[Dataset items]
* * *

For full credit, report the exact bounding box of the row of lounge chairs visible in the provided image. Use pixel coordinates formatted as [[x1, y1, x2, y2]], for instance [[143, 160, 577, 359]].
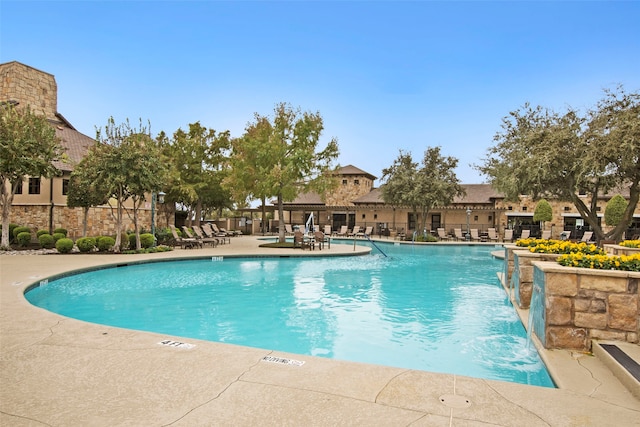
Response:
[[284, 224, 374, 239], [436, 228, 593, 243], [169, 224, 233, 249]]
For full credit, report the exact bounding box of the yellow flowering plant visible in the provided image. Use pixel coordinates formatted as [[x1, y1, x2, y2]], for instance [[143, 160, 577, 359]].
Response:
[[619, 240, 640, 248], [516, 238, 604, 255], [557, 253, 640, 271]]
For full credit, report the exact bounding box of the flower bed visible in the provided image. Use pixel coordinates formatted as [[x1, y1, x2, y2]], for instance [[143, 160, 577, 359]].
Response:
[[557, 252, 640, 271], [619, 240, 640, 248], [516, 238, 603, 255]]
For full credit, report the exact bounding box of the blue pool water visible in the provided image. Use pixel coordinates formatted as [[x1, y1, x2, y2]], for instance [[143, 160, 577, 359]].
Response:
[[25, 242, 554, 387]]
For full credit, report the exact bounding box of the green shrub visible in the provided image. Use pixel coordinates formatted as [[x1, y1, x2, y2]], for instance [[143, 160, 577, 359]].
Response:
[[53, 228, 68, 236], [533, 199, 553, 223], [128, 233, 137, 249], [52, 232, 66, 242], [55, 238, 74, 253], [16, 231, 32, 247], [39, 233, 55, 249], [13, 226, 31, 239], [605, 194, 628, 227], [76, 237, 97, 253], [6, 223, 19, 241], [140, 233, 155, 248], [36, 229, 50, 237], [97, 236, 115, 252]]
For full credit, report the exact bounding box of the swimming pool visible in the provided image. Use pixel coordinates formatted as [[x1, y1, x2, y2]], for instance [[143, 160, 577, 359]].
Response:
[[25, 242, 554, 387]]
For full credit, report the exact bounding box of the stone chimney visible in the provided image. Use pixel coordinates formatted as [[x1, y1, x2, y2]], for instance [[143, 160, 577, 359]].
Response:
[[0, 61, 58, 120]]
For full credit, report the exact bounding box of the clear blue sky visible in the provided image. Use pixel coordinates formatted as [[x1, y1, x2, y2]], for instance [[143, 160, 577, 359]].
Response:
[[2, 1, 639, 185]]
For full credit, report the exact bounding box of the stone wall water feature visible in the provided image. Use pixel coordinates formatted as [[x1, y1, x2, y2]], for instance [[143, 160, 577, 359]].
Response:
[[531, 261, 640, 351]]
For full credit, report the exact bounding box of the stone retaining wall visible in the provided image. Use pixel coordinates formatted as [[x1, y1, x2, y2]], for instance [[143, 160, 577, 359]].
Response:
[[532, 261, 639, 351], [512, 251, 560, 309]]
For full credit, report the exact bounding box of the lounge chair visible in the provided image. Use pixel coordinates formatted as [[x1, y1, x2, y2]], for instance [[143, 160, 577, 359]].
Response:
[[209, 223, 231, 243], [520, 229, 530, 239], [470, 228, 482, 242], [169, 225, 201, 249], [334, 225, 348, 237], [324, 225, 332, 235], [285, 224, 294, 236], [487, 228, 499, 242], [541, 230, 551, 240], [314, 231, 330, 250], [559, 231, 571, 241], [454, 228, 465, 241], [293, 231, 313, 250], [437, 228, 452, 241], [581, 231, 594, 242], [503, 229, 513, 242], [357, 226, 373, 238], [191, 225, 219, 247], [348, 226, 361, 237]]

* * *

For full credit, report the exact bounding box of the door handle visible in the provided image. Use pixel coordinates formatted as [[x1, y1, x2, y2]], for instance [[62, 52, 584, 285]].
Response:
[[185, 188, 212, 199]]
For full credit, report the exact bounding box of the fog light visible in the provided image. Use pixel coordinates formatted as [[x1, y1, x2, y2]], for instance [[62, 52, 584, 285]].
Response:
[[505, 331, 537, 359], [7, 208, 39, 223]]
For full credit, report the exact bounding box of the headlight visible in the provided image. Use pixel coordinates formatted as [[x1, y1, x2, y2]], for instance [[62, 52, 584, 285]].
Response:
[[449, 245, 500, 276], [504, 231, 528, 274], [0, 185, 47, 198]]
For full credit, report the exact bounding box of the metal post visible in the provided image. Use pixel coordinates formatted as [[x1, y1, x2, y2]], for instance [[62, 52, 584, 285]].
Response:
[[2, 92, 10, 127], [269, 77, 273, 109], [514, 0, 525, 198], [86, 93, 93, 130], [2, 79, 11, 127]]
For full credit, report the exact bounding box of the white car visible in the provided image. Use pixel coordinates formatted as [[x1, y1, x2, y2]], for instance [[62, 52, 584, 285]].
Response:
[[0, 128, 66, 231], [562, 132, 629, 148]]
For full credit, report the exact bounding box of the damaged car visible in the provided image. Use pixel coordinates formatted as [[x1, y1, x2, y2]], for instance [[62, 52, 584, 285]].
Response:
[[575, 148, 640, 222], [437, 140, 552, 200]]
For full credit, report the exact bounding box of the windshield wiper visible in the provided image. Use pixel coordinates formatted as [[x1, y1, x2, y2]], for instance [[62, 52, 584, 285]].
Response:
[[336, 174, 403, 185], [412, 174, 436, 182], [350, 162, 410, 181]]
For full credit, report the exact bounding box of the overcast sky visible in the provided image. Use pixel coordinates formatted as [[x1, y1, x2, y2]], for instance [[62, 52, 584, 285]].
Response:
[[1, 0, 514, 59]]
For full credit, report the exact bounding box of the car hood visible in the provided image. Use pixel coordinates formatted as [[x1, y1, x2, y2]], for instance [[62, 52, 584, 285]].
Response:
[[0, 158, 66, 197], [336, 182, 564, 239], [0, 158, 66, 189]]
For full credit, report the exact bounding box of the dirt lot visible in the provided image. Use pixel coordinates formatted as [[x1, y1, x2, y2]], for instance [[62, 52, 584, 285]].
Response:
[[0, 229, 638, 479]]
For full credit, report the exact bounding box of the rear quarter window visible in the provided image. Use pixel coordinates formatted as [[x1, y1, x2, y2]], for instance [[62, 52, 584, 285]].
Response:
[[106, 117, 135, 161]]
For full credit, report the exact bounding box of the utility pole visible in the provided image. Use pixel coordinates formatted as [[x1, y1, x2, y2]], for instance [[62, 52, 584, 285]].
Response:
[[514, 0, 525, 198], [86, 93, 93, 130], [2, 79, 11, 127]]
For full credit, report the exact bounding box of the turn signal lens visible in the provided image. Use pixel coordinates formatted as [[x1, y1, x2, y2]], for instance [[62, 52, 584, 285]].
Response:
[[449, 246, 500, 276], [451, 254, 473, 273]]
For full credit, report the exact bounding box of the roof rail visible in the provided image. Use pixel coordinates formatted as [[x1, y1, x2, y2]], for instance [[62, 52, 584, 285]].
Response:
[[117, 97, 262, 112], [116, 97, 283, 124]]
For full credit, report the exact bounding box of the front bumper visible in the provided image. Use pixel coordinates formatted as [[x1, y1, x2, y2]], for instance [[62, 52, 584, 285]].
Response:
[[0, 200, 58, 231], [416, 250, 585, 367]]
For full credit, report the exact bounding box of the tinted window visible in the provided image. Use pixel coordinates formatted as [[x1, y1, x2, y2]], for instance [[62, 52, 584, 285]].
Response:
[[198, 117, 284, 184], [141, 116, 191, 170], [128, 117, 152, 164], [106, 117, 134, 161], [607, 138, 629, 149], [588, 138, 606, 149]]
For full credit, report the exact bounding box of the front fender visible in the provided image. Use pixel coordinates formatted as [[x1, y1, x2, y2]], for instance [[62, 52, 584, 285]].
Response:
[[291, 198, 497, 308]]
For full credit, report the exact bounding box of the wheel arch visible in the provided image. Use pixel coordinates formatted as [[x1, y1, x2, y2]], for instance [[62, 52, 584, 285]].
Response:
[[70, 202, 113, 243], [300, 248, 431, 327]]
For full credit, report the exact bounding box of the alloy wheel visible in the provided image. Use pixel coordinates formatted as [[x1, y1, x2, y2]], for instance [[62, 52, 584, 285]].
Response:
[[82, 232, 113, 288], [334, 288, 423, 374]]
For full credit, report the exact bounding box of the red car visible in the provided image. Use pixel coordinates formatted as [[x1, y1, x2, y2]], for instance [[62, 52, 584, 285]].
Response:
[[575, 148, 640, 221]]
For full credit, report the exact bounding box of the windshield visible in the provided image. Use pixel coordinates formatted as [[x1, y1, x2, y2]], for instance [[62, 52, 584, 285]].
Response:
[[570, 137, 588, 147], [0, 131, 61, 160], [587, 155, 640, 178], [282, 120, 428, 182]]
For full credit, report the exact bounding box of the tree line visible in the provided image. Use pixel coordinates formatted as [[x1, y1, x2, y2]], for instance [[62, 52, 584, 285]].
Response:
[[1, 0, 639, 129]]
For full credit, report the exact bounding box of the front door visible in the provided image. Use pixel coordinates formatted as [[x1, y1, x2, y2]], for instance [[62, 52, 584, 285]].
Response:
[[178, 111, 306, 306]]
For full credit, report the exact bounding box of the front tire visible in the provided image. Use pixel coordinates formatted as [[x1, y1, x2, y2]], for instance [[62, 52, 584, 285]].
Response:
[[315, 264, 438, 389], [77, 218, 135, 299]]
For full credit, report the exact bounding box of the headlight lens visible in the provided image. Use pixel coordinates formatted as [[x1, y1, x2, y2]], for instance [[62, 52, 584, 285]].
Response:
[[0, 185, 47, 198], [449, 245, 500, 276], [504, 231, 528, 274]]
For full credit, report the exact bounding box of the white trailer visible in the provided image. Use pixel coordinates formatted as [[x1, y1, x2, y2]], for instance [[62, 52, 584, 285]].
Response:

* * *

# PROBLEM TO WORK ON
Write back the stretch of lines above that begins with the line holding "For full credit, report the exact bounding box of the row" and ends with the line holding "For full credit, report the exact bounding box of the green", both included, exactly as written. Pictures stay out.

# RESULT
For full credit, report the exact bounding box of the row of lounge chairs visible in the provided image. Use pixel coordinates formatted as [[x1, y1, x2, y2]], for instance [[143, 160, 577, 359]].
Response:
[[284, 224, 374, 239], [436, 228, 593, 243], [169, 224, 233, 249]]
For full credit, report the exact bounding box of the yellow flowering plant visible in the provided image. Use pixel coordinates formatted as [[x1, y1, x2, y2]], for instance [[143, 160, 577, 359]].
Response:
[[619, 240, 640, 248], [516, 238, 604, 255], [557, 253, 640, 271]]
For full credit, report the exact bounding box of the flower bed visible in the provided image. Use pixel coordinates formatted as [[x1, y1, x2, y2]], for instance [[143, 160, 577, 359]].
Response:
[[557, 252, 640, 271], [619, 240, 640, 248], [516, 238, 603, 255]]
For full credit, report the exact bounding box of the blue pool water visible in the provided image. Use pixel coordinates formatted as [[x1, y1, x2, y2]], for instance [[143, 160, 577, 359]].
Response:
[[25, 242, 554, 387]]
For full credit, report the exact bounding box of the green shrub visible in the provided image. Use pixel coordinates formatted as [[x1, y1, x2, y2]], for instance [[143, 160, 577, 359]].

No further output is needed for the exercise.